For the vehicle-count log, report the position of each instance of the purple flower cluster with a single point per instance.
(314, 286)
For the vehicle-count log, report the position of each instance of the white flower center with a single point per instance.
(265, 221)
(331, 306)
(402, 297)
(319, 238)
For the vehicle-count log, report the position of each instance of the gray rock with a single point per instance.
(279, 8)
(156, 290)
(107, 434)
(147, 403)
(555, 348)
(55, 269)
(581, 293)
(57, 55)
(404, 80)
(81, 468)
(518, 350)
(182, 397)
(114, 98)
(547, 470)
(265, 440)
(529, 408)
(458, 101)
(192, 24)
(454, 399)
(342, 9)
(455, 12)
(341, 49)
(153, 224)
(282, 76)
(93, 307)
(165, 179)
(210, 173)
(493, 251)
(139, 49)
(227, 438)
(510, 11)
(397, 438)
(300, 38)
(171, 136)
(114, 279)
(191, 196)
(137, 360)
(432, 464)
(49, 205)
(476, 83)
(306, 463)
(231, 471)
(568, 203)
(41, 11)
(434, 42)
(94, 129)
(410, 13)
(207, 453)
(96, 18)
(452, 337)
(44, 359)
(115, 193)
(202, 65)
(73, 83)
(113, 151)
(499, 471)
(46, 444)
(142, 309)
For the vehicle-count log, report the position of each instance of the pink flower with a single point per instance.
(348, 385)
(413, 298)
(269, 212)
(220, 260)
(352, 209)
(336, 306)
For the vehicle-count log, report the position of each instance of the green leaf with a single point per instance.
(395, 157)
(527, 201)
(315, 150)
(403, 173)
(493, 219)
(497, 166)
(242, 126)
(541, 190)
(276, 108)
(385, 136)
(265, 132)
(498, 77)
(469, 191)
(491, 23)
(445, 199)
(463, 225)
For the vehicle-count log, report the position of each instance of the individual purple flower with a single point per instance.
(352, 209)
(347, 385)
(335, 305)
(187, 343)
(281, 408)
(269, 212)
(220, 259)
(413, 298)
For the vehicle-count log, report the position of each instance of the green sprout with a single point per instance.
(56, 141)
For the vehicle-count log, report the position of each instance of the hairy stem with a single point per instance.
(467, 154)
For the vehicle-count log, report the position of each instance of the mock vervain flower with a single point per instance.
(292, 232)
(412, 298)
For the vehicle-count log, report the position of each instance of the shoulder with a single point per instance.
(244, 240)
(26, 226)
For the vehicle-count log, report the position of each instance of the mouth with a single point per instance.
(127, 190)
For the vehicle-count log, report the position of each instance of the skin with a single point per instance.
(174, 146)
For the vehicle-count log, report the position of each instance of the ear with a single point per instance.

Goal: Could you scale the rows from the line containing "mouth with a single point per instance." through the last row, both ends included? Repeat every line, requests too, but multiply each point coordinate by 2.1 and round it to a whole number, with halves rounded up.

The response:
For the vehicle-count log, report the position of each instance of the mouth with a single point per instance.
(267, 399)
For the vehicle-count log, report the position of each instance of the skin with a single point per instance.
(365, 307)
For the vehicle-count log, report the position of each instance of the ear with a single point per instance.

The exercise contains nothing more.